**Data rows:**
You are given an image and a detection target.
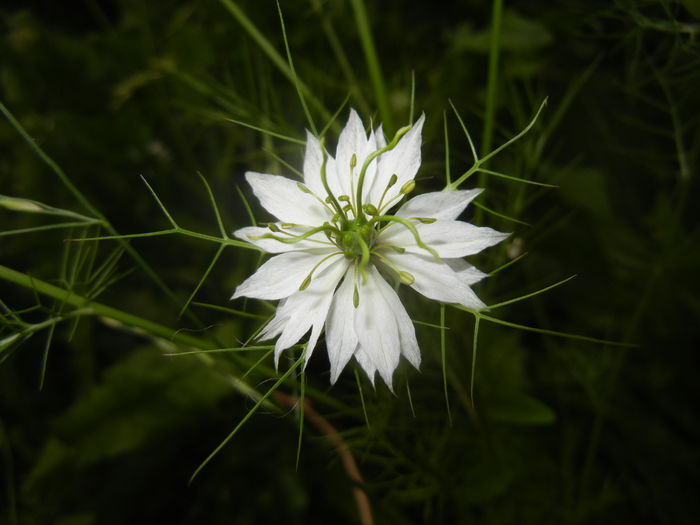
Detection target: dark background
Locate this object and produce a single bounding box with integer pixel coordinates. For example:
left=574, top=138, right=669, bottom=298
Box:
left=0, top=0, right=700, bottom=525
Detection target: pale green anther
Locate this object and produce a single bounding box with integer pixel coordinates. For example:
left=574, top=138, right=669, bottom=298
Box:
left=299, top=274, right=311, bottom=292
left=401, top=180, right=416, bottom=195
left=297, top=181, right=311, bottom=193
left=362, top=204, right=379, bottom=216
left=399, top=272, right=416, bottom=286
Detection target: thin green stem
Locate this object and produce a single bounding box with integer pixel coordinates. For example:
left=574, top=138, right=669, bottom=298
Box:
left=350, top=0, right=393, bottom=130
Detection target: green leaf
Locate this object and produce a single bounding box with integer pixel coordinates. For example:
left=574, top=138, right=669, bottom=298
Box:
left=484, top=392, right=557, bottom=425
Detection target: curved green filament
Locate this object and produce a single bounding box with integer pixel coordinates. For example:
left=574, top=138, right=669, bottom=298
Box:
left=248, top=223, right=340, bottom=244
left=356, top=126, right=412, bottom=216
left=377, top=173, right=399, bottom=212
left=320, top=139, right=347, bottom=220
left=353, top=231, right=369, bottom=282
left=369, top=215, right=442, bottom=262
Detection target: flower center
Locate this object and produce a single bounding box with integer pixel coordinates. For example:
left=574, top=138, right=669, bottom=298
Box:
left=330, top=218, right=378, bottom=259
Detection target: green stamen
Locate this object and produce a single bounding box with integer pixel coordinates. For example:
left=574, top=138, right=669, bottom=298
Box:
left=357, top=126, right=411, bottom=217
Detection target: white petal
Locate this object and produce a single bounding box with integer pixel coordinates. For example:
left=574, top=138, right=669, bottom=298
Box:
left=377, top=270, right=420, bottom=368
left=444, top=259, right=487, bottom=286
left=355, top=266, right=401, bottom=389
left=396, top=188, right=484, bottom=220
left=335, top=109, right=371, bottom=196
left=304, top=130, right=326, bottom=197
left=245, top=171, right=331, bottom=226
left=383, top=251, right=486, bottom=309
left=374, top=124, right=386, bottom=149
left=368, top=114, right=425, bottom=206
left=232, top=248, right=339, bottom=300
left=326, top=267, right=358, bottom=383
left=377, top=221, right=509, bottom=258
left=233, top=222, right=331, bottom=253
left=355, top=345, right=377, bottom=386
left=270, top=257, right=348, bottom=366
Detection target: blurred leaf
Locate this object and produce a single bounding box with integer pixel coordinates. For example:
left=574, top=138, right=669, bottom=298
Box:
left=484, top=392, right=556, bottom=425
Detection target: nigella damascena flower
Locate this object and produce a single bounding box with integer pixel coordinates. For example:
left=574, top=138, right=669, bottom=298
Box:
left=233, top=110, right=506, bottom=388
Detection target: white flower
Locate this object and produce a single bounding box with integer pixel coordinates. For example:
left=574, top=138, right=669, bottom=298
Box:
left=233, top=110, right=507, bottom=388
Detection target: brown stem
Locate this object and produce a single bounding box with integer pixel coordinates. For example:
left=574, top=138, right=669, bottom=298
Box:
left=272, top=391, right=374, bottom=525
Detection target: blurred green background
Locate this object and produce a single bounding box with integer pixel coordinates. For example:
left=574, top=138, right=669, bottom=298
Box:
left=0, top=0, right=700, bottom=525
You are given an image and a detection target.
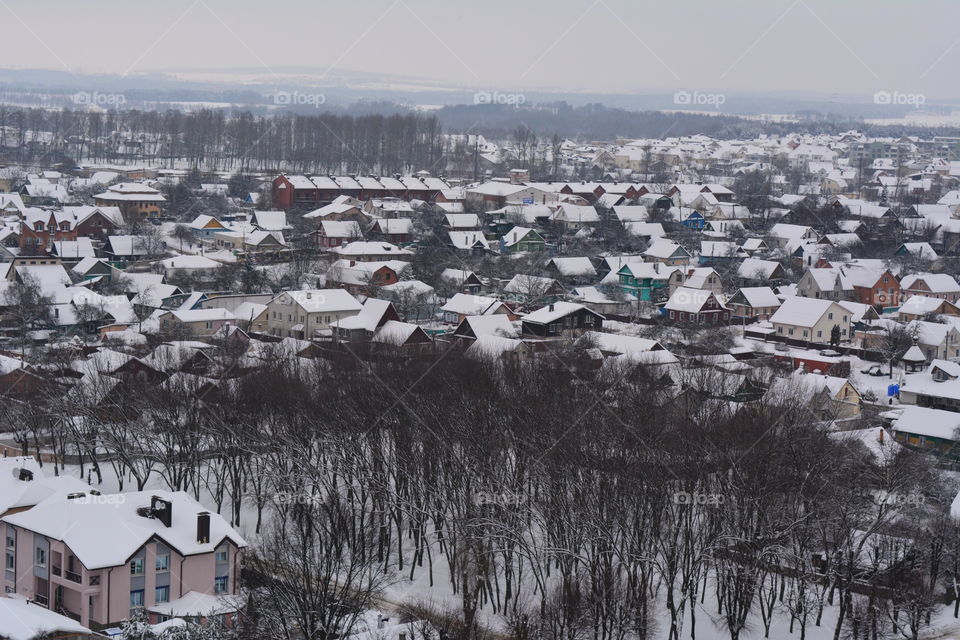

**Exercise description:** Copy out all of the records above word for word, but leave the pictures out.

**Expected output:**
You are given an image and a detection target.
Detection target: dark background
Locate this object and produce a single bounding box with integer pixel coordinates. For example:
left=574, top=138, right=669, bottom=298
Box:
left=0, top=0, right=700, bottom=525
Detection target: pale green anther
Locate this object and produce a single bounding box with integer pixel coordinates. For example:
left=574, top=138, right=669, bottom=298
Box:
left=299, top=274, right=311, bottom=292
left=401, top=180, right=416, bottom=195
left=297, top=181, right=311, bottom=193
left=362, top=204, right=379, bottom=216
left=399, top=272, right=416, bottom=286
Detection target: thin green stem
Locate this object and produce a single bounding box with integer pixel coordinates. For example:
left=574, top=138, right=669, bottom=298
Box:
left=350, top=0, right=393, bottom=130
Detection target: green leaf
Locate this object and produce a single bounding box with integer pixel coordinates. For example:
left=574, top=138, right=669, bottom=298
Box:
left=484, top=392, right=557, bottom=425
Detection target: curved green filament
Locate this object and produce a single bounding box with integer pixel coordinates. For example:
left=574, top=138, right=669, bottom=298
Box:
left=248, top=223, right=340, bottom=244
left=356, top=126, right=412, bottom=216
left=377, top=173, right=399, bottom=212
left=320, top=139, right=347, bottom=220
left=353, top=231, right=369, bottom=282
left=369, top=215, right=442, bottom=262
Detection target: flower center
Locate this object and produce a single bounding box with integer pixel coordinates. For example:
left=574, top=138, right=669, bottom=298
Box:
left=330, top=218, right=378, bottom=259
Detection target: green stamen
Locate this object and produce a single bounding box with integer pixel coordinates. For example:
left=574, top=138, right=669, bottom=298
Box:
left=357, top=126, right=411, bottom=217
Detection target: white petal
Locate this object and produce a single bounding box with integer pixel coordinates. For example:
left=574, top=138, right=669, bottom=298
Box:
left=377, top=270, right=420, bottom=368
left=444, top=259, right=487, bottom=286
left=355, top=266, right=401, bottom=389
left=396, top=188, right=484, bottom=220
left=335, top=109, right=371, bottom=196
left=304, top=130, right=326, bottom=197
left=245, top=171, right=331, bottom=226
left=383, top=251, right=486, bottom=309
left=374, top=124, right=386, bottom=149
left=368, top=114, right=425, bottom=206
left=232, top=248, right=339, bottom=300
left=326, top=267, right=358, bottom=383
left=377, top=221, right=509, bottom=258
left=233, top=222, right=331, bottom=253
left=355, top=345, right=377, bottom=386
left=270, top=257, right=348, bottom=366
Detection target: blurred leaf
Locate this object and produce a single bounding box with integer pixel coordinates. For example:
left=574, top=138, right=669, bottom=298
Box:
left=484, top=392, right=556, bottom=425
Detection target: nigella damascena flower
Locate this object and produce a single bounding box with integer pixel coordinates. For example:
left=574, top=138, right=669, bottom=298
Box:
left=233, top=110, right=506, bottom=388
Detection target: white flower
Locate this object and produce a single bounding box with integer pixel coordinates. For example:
left=574, top=138, right=669, bottom=298
Box:
left=233, top=110, right=507, bottom=388
Detection target: brown stem
Locate this object and produce a single bounding box with integer pixel coordinates. For example:
left=574, top=138, right=669, bottom=298
Box:
left=272, top=391, right=374, bottom=525
Detection target: blurred green background
Locate this object and produce a single bounding box with integer pixel coordinates. For example:
left=574, top=138, right=669, bottom=298
Box:
left=0, top=0, right=700, bottom=525
You are given an image and a detection target.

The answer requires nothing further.